■ **TEXTO FUENTE**:
---*---
Y ese silencio inicial, probablemente, haya sido más eficaz que cualquier discurso. No obstante, el hombre que sabe tanto de los simbolismos como de las palabras, decidió ponerlos en juego como forma de iniciar un camino de reconciliación con una sociedad de la que se había alejado durante los pasados dos años.
Fue a las 11.00 en punto del día lunes 10 de enero. Dos días después de la tragedia. Obama acompañado de su mujer, Michelle, apareció en la puerta del Rose Garden en la Casa Blanca. Las banderas ondeaban a media asta en homenaje a las víctimas. Un marine con uniforme de gala hizo tres toques de campana y el presidente bajó la cabeza en señal de respeto y meditación. Unos 300 colaboradores que lo acompañaban imitaron el gesto. "Durante un rato sólo se escuchó el soplido del viento", describió el instante un emocionado periodista con más de 20 años como corresponsal en la Casa Blanca.
El ritual se repitió casi idénticamente en el Capitolio, en cuyas escalinatas se concentraron congresistas y empleados, muchos con lágrimas en los ojos y, seguramente, con la mente puesta en el recuerdo de Gabrielle Giffords, en cuya oficina se amontonan flores y mensajes de cariño.
Un país shockeado, que no veía actos de violencia política contra sus dirigentes desde los tiempos del intento de asesinato contra Ronald Reagan en 1981, se conmovió con el gesto. Dos días después, en la ciudad de Tucson en Arizona, Obama asistió a un servicio conmemorativo en homenaje a las víctimas. Allí pronunció uno de los discursos más emotivos que se tenga memoria. Hay que remontarse a los días de la campaña del 2008 para encontrar en Obama un episodio de similar impacto, tanto emotivo como político.
---*---
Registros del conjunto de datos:

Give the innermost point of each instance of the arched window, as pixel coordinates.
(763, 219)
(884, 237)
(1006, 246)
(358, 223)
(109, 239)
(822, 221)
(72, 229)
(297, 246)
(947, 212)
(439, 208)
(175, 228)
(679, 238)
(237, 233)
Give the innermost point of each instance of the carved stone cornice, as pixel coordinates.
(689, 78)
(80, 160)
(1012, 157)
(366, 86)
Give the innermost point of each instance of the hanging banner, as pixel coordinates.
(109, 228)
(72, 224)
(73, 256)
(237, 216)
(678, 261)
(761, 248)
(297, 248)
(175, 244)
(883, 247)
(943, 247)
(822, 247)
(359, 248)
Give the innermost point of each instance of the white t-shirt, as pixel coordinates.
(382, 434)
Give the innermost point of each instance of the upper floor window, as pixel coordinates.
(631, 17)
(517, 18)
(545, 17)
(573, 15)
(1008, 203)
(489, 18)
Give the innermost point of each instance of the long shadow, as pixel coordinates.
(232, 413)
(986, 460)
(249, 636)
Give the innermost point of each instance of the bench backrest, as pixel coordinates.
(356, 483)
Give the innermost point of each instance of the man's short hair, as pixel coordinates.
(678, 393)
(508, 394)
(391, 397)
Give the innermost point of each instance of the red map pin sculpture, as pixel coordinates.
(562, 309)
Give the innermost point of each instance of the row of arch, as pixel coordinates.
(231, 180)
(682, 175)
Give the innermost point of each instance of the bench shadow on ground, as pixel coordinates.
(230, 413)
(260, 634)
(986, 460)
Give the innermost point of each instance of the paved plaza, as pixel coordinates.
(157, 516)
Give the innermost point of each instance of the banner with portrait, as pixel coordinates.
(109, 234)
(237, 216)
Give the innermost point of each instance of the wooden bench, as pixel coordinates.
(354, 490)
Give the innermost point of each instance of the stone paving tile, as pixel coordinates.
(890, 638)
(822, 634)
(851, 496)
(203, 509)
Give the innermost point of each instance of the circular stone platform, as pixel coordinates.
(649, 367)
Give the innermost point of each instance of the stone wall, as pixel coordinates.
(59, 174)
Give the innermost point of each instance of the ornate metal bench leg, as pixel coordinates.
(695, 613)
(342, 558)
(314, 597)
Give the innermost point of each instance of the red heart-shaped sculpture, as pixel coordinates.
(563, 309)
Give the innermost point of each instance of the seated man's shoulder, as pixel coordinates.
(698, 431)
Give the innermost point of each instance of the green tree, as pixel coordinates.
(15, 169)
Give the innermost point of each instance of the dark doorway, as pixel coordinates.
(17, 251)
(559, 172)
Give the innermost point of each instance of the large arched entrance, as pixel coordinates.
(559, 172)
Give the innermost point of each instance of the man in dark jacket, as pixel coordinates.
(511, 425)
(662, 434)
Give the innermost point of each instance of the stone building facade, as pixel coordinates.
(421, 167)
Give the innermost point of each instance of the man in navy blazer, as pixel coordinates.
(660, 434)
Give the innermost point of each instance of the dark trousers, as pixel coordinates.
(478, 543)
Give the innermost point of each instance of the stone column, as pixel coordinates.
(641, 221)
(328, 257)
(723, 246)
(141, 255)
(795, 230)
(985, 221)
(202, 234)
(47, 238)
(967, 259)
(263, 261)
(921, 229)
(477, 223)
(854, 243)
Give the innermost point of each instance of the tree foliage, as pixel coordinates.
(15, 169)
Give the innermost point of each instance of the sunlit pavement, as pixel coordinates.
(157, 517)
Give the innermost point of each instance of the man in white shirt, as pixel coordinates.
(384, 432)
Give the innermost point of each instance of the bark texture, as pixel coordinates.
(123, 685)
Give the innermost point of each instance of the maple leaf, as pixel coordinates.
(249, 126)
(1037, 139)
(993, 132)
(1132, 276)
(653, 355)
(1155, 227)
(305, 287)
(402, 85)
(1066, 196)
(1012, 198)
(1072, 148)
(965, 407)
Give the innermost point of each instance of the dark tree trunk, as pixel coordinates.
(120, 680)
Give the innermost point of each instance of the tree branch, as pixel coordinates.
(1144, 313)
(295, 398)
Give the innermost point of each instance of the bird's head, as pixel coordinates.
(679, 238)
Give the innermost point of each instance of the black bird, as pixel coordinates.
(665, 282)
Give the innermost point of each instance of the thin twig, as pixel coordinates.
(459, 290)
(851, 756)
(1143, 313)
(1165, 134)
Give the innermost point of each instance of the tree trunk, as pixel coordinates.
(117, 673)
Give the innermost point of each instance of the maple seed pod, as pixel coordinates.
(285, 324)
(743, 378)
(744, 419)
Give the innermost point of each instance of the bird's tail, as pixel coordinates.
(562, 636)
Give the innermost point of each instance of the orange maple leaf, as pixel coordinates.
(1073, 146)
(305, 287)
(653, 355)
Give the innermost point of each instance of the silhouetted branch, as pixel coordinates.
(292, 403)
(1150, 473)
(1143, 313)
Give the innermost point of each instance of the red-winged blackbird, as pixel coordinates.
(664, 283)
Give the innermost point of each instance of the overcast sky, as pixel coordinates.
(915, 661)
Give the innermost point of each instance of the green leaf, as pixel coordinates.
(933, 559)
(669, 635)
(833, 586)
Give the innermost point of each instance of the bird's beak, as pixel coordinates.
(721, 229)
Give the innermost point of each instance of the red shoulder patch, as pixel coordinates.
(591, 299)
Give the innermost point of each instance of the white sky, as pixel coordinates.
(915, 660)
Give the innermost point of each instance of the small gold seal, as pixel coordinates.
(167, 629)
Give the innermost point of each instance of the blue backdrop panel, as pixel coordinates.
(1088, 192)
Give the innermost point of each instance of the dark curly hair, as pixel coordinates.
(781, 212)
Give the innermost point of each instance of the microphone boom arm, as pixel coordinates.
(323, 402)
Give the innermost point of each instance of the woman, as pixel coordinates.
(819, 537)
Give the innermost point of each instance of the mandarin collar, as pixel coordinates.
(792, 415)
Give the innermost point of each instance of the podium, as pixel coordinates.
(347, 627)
---*---
■ **INSTRUCCIÓN DE TRABAJO A**:
Transcribe del texto sobre el homenaje de Obama el pasaje que va desde "Y ese silencio" hasta "pasados dos años.", incluidas ambas partes.
■ **INSTRUCCIÓN DE TRABAJO B**:
Según el texto sobre el homenaje de Obama, ¿a qué hora y en qué fecha apareció el presidente en la puerta del Rose Garden?
■ **INSTRUCCIÓN DE TRABAJO C**:
Prolonga el texto sobre el homenaje de Obama a partir de su última oración.

■ **RESULTADO A**:
Y ese silencio inicial, probablemente, haya sido más eficaz que cualquier discurso. No obstante, el hombre que sabe tanto de los simbolismos como de las palabras, decidió ponerlos en juego como forma de iniciar un camino de reconciliación con una sociedad de la que se había alejado durante los pasados dos años.

■ **RESULTADO B**:
A las 11.00 en punto del lunes 10 de enero.

■ **RESULTADO C**:
Ayer hablábamos sobre cómo la retórica irresponsable de la ex gobernadora Sarah Palin, ha contribuido a generar un estado de confrontación violenta en el debate político que sólo ha servido para fomentar el odio y la intolerancia. Obama, en cambio, optó por el camino contrario. Sin poder evitar la emoción durante varios pasajes de su discurso de 35 minutos dijo en términos sencillos, "cuando una tragedia como esta nos golpea es parte de nuestra naturaleza buscar explicaciones, tratar de poner un poco de orden en el caos, de darle sentido a algo que parece no tenerlo. Hoy estamos viendo el inicio de una discusión nacional sobre muchos temas vinculados a estos sucesos. Sin embargo, en tiempos en que nuestros discursos se han vuelto tan ásperamente polarizados hasta el punto en que estamos dispuestos a culpar de todos los males del mundo a quienes piensan diferente a nosotros, es importante que nos tomemos un momento y nos aseguremos que estamos hablándonos unos a otros en términos que sirvan para sanar y no para herir aún más."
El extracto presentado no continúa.